> [Request 1] Rewrite the entries from the line with "of the sunlit" up to and including the line with "x=951, y=319", offsetting every coordinate in the answers by -148 and keeping the requests in place.

Iqbāl and Pakistan’s Moment of Truth – FULL ESSAY

Iqbāl is wrong in his view that the modern republican State can replace the Caliphate

Iqbāl agreed with the bogus and fraudulent Turkish Ijtihād (it was he who used the term Ijtihād) to the effect that the Imāmate or Caliphate (which was abolished by Mustafa Kamal’s Turkish Grand National Assembly in 1924) can be vested in a body of persons or an elected Assembly. Provided that the Parliament of a modern State was freely constituted of good Muslims rather than paid illiterate political serfs of vested interests, Iqbāl was prepared to accept it as a valid substitute for the Caliphate. In promoting a brand new so-called modern Islamic republican democracy that was supposed to replace medieval dictatorship in the lands of Islam, Iqbal actually contributed to the acceptance, seemingly once and for all, of a post-Caliphate Islam. The predictable result was that Muslims were eventually either swallowed up in the system of modern (secular) States which they accepted as an abiding reality of the modern world of Islam, or they were transported on a futile journey of creating something quite novel which they were wont to describe as an Islamic State. In doing so they unwittingly dug a grave in which to bury the sacred institution of the Caliphate (Khilāfah).

> [Request 2] Write the next part of the essay on Iqbāl and the Caliphate, starting right after its final sentence.

> [Source material]

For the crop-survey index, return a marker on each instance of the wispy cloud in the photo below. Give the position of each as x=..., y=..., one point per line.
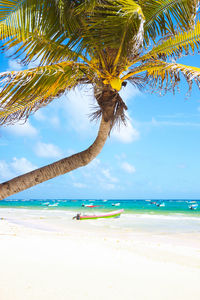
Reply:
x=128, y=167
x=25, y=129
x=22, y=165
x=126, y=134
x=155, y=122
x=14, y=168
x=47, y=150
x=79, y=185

==

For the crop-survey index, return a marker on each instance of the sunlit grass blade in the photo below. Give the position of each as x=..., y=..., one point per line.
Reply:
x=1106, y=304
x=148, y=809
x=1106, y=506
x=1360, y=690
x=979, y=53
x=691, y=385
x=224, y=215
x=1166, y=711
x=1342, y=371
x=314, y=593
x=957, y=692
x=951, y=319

> [Task output 1]
For the crop-survey index, return a marker on each instance of the sunlit grass blade in the photo below. Give the position of each as x=..., y=..., one point per line.
Reply:
x=958, y=156
x=0, y=661
x=958, y=358
x=1212, y=542
x=831, y=-95
x=543, y=237
x=76, y=67
x=1018, y=563
x=1194, y=223
x=166, y=445
x=809, y=544
x=803, y=171

> [Task output 2]
“Let us now see how the (Turkish) Grand National Assembly has exercised this power of Ijtihad in regard to the institution of Khilafat (Caliphate). According to Sunni Law, the appointment of an Imām or Khalifah is absolutely indispensable. The first question that arises in this connection is this – Should the Caliphate be vested in a single person? Turkey’s Ijtih«d is that according to the spirit of Islam the Caliphate or Imamate can be vested in a body of persons, or an elected Assembly. The religious doctors of Islam in Egypt and India, as far as I know, have not yet expressed themselves on this point. Personally, I believe the Turkish view is perfectly sound. It is hardly necessary to argue this point. The republican form of government is not only thoroughly consistent with the spirit of Islam, but has also become a necessity in view of the new forces that are set free in the world of Islam.” (Italics inserted by this writer)

(Reconstruction of Religious Thought in Islam, ‘The Principle of Movement in the Structure of Islam’)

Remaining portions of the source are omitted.